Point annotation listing
——————

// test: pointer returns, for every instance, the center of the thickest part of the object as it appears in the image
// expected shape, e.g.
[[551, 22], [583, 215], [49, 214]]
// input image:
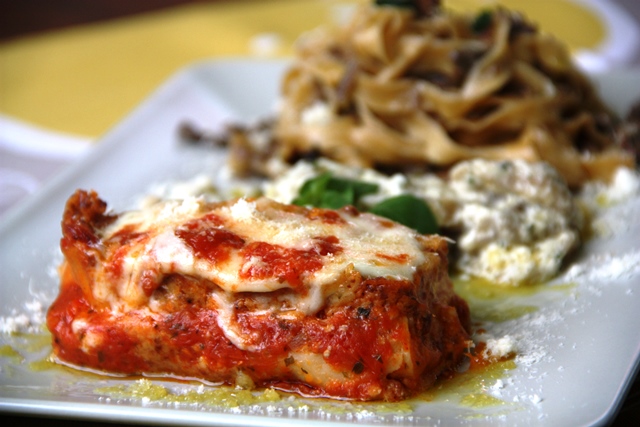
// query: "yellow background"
[[85, 79]]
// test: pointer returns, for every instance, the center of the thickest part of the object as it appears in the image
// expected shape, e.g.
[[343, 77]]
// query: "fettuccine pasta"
[[394, 88]]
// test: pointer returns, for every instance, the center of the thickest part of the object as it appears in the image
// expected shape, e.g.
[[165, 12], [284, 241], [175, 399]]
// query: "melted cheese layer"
[[253, 246]]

——————

## PROBLEM DESCRIPTION
Turn every line of the listing above into a numbered list, skipping any blank lines. Don't include the pictures.

## ANSWER TO THE PROBLEM
1. // test: pointer returns, for every instance, the center of the thickest part of the object as it appears in the image
2. // expected shape, e.g.
3. [[551, 22], [583, 215], [49, 214]]
4. // input image:
5. // query: "yellow background"
6. [[85, 79]]
7. // test: pointer returns, for every instance, the center of the thickest part of the object as it appears in the image
8. // expected shape, e.g.
9. [[343, 77]]
10. // query: "fettuccine pasta"
11. [[394, 88]]
12. // test: pointer returns, for every instance, the center of the thickest part of the object as it appears in the image
13. // expected shape, e.g.
14. [[165, 12], [284, 241], [175, 399]]
15. // query: "melted cheese layer"
16. [[253, 246]]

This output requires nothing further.